[TASK GOAL]
In the listing below, how many lines carry the word "pair"? Reply with only the number.
--
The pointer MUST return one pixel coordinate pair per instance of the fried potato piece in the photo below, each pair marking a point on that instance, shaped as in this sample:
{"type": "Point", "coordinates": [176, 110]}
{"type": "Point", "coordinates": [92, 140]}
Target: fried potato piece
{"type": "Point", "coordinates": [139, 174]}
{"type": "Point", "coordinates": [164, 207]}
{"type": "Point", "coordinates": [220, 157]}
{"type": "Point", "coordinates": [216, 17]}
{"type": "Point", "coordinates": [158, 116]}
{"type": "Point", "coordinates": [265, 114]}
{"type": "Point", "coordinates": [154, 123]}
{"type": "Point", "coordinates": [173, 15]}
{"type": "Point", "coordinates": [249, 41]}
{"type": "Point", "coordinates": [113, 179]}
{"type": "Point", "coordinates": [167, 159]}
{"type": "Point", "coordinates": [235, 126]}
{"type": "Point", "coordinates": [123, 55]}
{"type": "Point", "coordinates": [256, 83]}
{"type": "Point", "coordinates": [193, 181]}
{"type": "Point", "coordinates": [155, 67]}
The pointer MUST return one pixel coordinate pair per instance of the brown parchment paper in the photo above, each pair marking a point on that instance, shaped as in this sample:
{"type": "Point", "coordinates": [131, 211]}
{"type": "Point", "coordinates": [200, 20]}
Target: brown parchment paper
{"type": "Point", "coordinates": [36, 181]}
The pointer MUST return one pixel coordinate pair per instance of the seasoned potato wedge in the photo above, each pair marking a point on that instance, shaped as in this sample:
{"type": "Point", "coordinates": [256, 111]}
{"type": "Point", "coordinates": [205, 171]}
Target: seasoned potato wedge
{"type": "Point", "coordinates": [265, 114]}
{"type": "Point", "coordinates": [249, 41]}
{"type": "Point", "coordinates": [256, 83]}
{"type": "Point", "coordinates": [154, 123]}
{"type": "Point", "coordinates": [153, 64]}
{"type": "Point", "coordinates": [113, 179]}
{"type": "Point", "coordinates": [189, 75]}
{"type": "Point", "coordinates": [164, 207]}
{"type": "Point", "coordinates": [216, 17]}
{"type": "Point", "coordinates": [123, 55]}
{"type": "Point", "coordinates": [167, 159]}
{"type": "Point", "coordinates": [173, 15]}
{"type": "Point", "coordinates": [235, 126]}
--
[ANSWER SECTION]
3